▶ **Estratti dei dati**

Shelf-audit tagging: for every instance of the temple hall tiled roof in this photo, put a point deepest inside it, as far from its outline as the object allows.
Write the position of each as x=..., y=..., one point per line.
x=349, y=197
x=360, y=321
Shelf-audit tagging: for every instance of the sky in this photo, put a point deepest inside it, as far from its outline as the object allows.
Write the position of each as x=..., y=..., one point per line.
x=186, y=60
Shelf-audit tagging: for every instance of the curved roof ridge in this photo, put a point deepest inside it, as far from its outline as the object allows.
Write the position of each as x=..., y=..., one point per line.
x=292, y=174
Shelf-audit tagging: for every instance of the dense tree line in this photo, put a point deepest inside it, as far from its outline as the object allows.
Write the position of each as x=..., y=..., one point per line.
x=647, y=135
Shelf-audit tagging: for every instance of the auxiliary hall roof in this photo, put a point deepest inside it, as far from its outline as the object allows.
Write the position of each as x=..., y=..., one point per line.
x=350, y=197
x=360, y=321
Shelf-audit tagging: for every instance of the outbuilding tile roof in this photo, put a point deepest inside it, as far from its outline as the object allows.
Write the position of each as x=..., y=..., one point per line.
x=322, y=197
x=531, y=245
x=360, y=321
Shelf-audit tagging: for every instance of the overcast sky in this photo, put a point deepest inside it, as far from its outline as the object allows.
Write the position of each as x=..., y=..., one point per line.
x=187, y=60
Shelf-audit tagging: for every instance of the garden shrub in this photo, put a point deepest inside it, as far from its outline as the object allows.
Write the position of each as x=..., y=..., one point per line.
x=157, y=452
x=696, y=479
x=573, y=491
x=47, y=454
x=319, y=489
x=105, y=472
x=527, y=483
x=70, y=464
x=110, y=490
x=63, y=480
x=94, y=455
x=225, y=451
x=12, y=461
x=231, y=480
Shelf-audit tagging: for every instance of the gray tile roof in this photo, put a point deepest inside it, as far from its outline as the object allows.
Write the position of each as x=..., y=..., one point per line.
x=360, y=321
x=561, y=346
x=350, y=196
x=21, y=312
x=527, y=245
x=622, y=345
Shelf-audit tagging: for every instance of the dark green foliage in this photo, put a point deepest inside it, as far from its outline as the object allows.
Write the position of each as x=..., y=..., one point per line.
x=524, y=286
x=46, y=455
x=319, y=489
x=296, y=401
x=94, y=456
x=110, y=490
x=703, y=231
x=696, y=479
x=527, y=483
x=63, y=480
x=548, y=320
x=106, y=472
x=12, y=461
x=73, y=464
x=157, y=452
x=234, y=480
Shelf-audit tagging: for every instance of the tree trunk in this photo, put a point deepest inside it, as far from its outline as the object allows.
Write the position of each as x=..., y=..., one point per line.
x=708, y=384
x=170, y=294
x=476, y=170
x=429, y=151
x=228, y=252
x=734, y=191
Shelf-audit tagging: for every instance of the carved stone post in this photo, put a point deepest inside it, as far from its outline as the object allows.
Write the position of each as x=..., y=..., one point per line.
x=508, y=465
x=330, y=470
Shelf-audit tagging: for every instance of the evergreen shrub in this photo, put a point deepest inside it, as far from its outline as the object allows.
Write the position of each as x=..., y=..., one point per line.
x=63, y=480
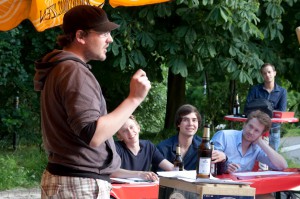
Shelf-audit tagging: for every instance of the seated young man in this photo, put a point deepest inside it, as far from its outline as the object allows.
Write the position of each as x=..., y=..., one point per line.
x=187, y=122
x=244, y=147
x=136, y=154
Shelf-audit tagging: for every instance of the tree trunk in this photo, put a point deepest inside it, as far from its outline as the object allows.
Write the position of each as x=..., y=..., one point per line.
x=175, y=97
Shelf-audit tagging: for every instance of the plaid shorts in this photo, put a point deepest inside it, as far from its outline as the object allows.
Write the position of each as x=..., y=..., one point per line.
x=56, y=187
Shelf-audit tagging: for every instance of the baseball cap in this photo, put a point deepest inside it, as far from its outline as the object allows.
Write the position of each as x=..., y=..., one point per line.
x=85, y=17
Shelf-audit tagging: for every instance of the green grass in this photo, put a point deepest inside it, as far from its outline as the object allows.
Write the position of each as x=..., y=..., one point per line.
x=21, y=168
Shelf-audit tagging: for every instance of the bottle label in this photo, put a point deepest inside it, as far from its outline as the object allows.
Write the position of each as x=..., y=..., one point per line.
x=236, y=110
x=204, y=165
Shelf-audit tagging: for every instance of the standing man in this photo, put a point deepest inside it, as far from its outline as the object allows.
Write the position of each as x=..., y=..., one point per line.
x=275, y=94
x=77, y=130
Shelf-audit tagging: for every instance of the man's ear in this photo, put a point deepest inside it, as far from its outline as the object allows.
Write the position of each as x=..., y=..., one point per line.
x=119, y=137
x=80, y=35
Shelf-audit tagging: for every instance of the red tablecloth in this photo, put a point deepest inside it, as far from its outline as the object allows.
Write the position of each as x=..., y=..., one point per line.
x=262, y=184
x=135, y=191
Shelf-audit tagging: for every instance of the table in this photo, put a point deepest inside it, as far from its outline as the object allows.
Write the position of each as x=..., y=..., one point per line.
x=274, y=120
x=135, y=191
x=262, y=184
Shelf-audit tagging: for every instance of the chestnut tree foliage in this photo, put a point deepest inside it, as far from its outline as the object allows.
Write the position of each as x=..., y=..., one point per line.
x=180, y=44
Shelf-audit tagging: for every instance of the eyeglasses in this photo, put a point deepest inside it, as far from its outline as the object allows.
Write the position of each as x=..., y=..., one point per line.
x=101, y=34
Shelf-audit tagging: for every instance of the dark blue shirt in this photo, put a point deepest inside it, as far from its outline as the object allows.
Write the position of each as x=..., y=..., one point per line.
x=147, y=156
x=168, y=149
x=277, y=97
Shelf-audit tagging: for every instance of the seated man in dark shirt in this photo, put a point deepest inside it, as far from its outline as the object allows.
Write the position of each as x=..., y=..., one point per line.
x=187, y=122
x=138, y=154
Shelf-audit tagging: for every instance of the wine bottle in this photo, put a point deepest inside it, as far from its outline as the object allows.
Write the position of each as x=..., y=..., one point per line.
x=213, y=167
x=236, y=106
x=204, y=155
x=178, y=162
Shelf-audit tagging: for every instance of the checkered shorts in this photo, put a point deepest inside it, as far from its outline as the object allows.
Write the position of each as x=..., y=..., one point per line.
x=64, y=187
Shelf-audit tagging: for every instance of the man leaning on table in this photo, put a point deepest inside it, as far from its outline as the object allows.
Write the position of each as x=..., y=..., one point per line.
x=244, y=147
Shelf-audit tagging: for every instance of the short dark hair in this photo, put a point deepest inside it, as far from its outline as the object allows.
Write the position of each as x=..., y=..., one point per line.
x=265, y=65
x=185, y=110
x=262, y=117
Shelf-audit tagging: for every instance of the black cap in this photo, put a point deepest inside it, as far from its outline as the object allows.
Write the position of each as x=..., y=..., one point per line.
x=84, y=17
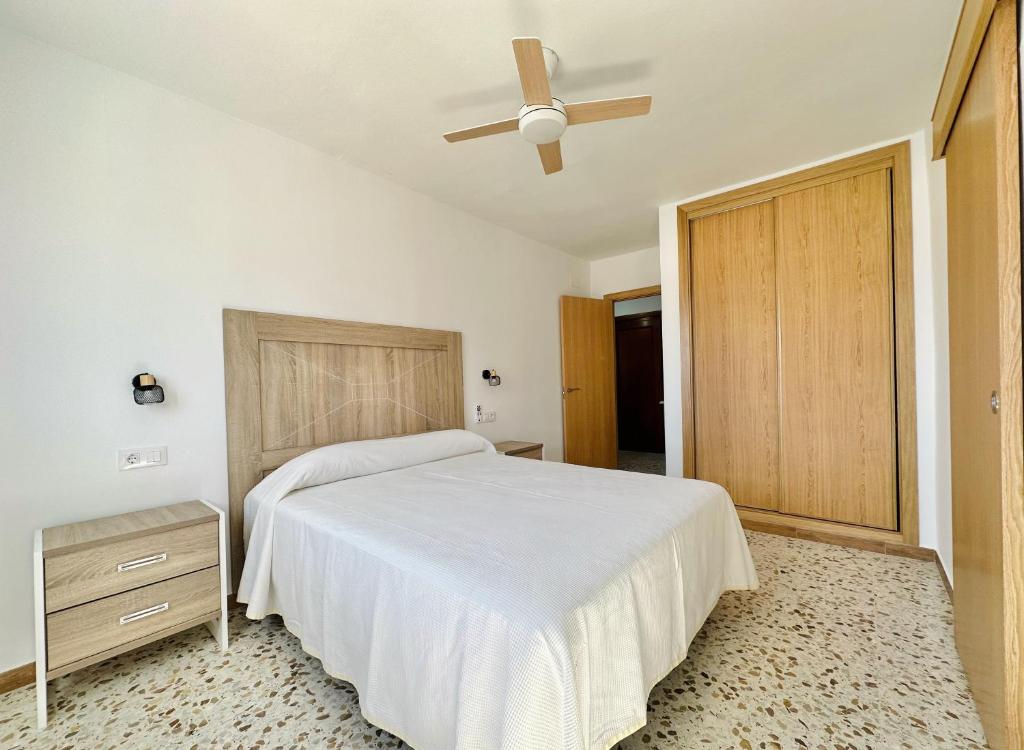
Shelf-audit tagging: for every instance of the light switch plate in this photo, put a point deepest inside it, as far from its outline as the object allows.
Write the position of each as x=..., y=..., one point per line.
x=131, y=458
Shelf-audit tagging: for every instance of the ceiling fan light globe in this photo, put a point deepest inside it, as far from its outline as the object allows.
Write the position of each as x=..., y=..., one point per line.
x=543, y=123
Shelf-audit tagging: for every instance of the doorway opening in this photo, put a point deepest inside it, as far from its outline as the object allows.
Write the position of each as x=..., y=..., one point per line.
x=639, y=381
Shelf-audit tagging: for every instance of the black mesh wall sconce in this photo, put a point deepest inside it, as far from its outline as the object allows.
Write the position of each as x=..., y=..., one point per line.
x=146, y=390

▶ **Cosa fare**
Puoi riscrivere parola per parola tutte le voci qui sopra, tralasciando le immagini nella risposta?

▶ **Risposta all'esercizio**
Shelf-audit tagging: for every instance of the temple hall tiled roof in this photo, put a point deepest inside it, as far from its outline as the object allows.
Write the position of each as x=..., y=..., one point per line.
x=349, y=197
x=360, y=321
Shelf-audit tagging: for every instance of the sky in this photo, put a point deepest inside it, as far from its outline as the object allows.
Write the position of each as x=..., y=..., one point per line.
x=186, y=60
Shelf-audit tagging: for every instance of the curved roof ridge in this photo, put a point deepest inside it, as far from its outline as the object allows.
Write the position of each as x=..., y=..., one point per line.
x=292, y=174
Shelf-audit tagging: for every instance of the dense tree line in this photo, put a point deepest inside it, as far from its outline as the object allows.
Write the position of each as x=..., y=..., one point per line.
x=647, y=135
Shelf-audit tagging: for every instance of the auxiliary hall roof in this photo, put a point deepest inside it, as far from its outline as the object allows.
Write the position of each as x=..., y=..., one point per line.
x=350, y=197
x=360, y=321
Shelf-audit tagging: for every instance of the outbuilding tile roof in this photo, put a point deepest inside it, as far from its outline as the object allows.
Write the position of each as x=..., y=..., one point per line.
x=322, y=197
x=531, y=245
x=360, y=321
Shelf-audit tagging: for every instance of the overcast sky in this photo, put a point deepest inside it, as far from its outline as the object allows.
Write the position of each as x=..., y=..., one point per line.
x=187, y=60
Shelf-audit tagging: for every instance of the garden shrub in this photo, put a point deepest inside it, as far from its outline as the object allows.
Write the position of each as x=..., y=..., one point per line.
x=157, y=452
x=696, y=479
x=573, y=491
x=47, y=454
x=319, y=489
x=105, y=472
x=527, y=483
x=70, y=464
x=110, y=490
x=63, y=480
x=94, y=455
x=225, y=451
x=12, y=461
x=231, y=480
Shelf-audit tagging: for every instance of the gray tile roof in this photo, put a point deepest inside it, as far from its outline as the object allows.
Write the position of each as x=..., y=..., one point per line.
x=360, y=321
x=561, y=346
x=350, y=196
x=21, y=312
x=527, y=245
x=622, y=345
Shelf-audit tagging: for every instance of the dark green foliage in this photo, put a point deepest inside it, as far from its outline as the object allows.
Write the position of each as x=..., y=..., one point per line.
x=524, y=286
x=46, y=455
x=319, y=489
x=296, y=401
x=94, y=456
x=110, y=490
x=703, y=231
x=696, y=479
x=527, y=483
x=63, y=480
x=548, y=320
x=106, y=472
x=12, y=461
x=73, y=464
x=157, y=452
x=234, y=480
Shelf-audit tagging: for every instance of the tree trunk in this photo, put a point deepest inside it, as far from its outline as the object allows.
Write the position of each as x=..., y=..., one point per line.
x=708, y=384
x=170, y=294
x=476, y=170
x=429, y=151
x=228, y=252
x=734, y=191
Shelf-audit tagging: for every instance of the carved stone post in this photo, put a point deepest inside it, as far from its outline as the object allows.
Write the position of each as x=..., y=..., one point per line.
x=508, y=465
x=330, y=470
Shelf-audit tagging: for every instance of the evergreen shrub in this photo, put a point deepest inside it, as far from its outline as the object allows.
Write the position of each as x=..., y=..., one point per line.
x=63, y=480
Shelf-audit tagging: for every instance of the seated young man in this photo, put a point deepest inside it, as far from its outline as the object allows.
Write the position of each as x=..., y=..., one point per line.
x=187, y=122
x=244, y=147
x=136, y=154
Shelf-audit tagging: for every instance of the tree trunk in this photo, put a point deepest inside it, as far from its outline as the object allows.
Write the position of each as x=..., y=..., one point per line.
x=175, y=97
Shelf-audit tagging: for every instance of the plaid shorts in this photo, put a point deepest inside it, as far from its outline as the object allows.
Write the position of each as x=..., y=..., one point per line.
x=56, y=187
Shelf-audit tagging: for every instance of the baseball cap in this photo, put a point deepest inside it, as far from its outline as the object allows.
Write the position of each as x=..., y=..., one point per line.
x=85, y=17
Shelf-audit tagging: for every instance of the green grass in this photo, put a point deepest inside it, as far from its outline as the object allows.
Write the position of each as x=..., y=..., one point per line.
x=21, y=168
Shelf-audit tagging: for every instance of the bottle label in this photo, put a point deepest inside it, as far from its outline as the object allows.
Write the position of each as x=..., y=..., one point per line.
x=236, y=110
x=204, y=165
Shelf-audit tagging: for every instance of the standing man in this photo, put a point deepest inside it, as far from its outline as the object allows.
Write the position of each as x=..., y=..., one point per line.
x=275, y=94
x=77, y=130
Shelf-audit tagging: for every instance of the man's ear in this photo, put a point deepest inside it, as far from its outline as the object allows.
Write the position of each as x=..., y=..., one point per line.
x=119, y=137
x=80, y=35
Shelf-audit tagging: for every instance of the red tablecloth in this photo, put a point deepest inside it, as far from its outline as the object allows.
Write the position of each as x=..., y=..., one point per line.
x=262, y=184
x=135, y=191
Shelf-audit tagging: for every instance of the table in this photo, put a point deepest inside it, as far from its outline as the object allows.
Write the position of each as x=..., y=..., one point per line.
x=274, y=120
x=135, y=191
x=262, y=184
Shelf-audit tagging: for every instance of the chestnut tree foliage in this photo, put a point deepest inside it, as far from its outline as the object allows.
Write the position of each as x=..., y=..., one point per line.
x=180, y=44
Shelf-audit tagging: for every instance of the eyeglasses in this photo, put a point deepest inside it, as far from its outline as the object allows.
Write the position of each as x=..., y=..., one point per line.
x=101, y=34
Shelf-audit tagging: for every instance of the dark blue shirt in this photo, put a point deepest inside it, as far from its outline as the object allows.
Write the position of each as x=..., y=..., one point per line.
x=147, y=156
x=168, y=149
x=277, y=97
Shelf-audit tagging: for every instance of the seated man in dark shirt in this photo, put a point deepest inside it, as far from its outline as the object allows.
Write the position of each as x=..., y=..., one point per line.
x=187, y=122
x=138, y=154
Shelf-audit tagging: for every instance of the wine bottle in this photo, put a point deepest inside it, as far from its outline as the object allows.
Write the position of each as x=..., y=..., one point per line.
x=213, y=167
x=236, y=106
x=204, y=155
x=178, y=162
Shelf-audit tagging: for every instance of the checkered shorts in this photo, put a point deepest inside it, as far from its outline as the object allows.
Write the position of each as x=..., y=..., one point per line.
x=64, y=187
Shelf-audit tagging: for every instance of the man leaning on table in this photo, put a point deepest inside it, as far from its outline as the object allows.
Write the position of each as x=..., y=..., one point per line.
x=244, y=147
Shelf-audit tagging: for every instance of the short dark hair in this photo, put a point deepest inside it, as far from its outline as the object allows.
Write the position of each as x=..., y=..., one point per line.
x=265, y=65
x=185, y=110
x=262, y=117
Shelf-audit tagging: for every instance of the black cap in this photo, put a point deepest inside it, as far from its outline as the object allows.
Write the position of each as x=..., y=..., one point per line.
x=84, y=17
Shelf-audit tagging: for every instance of the light switch plate in this photo, put a point deepest inside it, as far from its outline as the object allows.
Write the position of each as x=..., y=..., one point per line.
x=131, y=458
Shelf-audit tagging: for every instance of the ceiling fan light globe in this photo, put a point deepest inside it, as far from its outline as the object allows.
Write the position of each as x=..., y=..., one point per line.
x=543, y=123
Shelf-audit tagging: for every instance of the doorway opening in this photo, put a point deepest inside it, as far from its outline as the object allows.
Write the position of each as x=..., y=..., one point per line.
x=639, y=381
Shelf-audit tagging: for every instance of the black mesh wall sconce in this photo, put a point deepest inside it, as far from its outline as the object allows.
Write the position of each as x=..., y=..., one point per line.
x=146, y=390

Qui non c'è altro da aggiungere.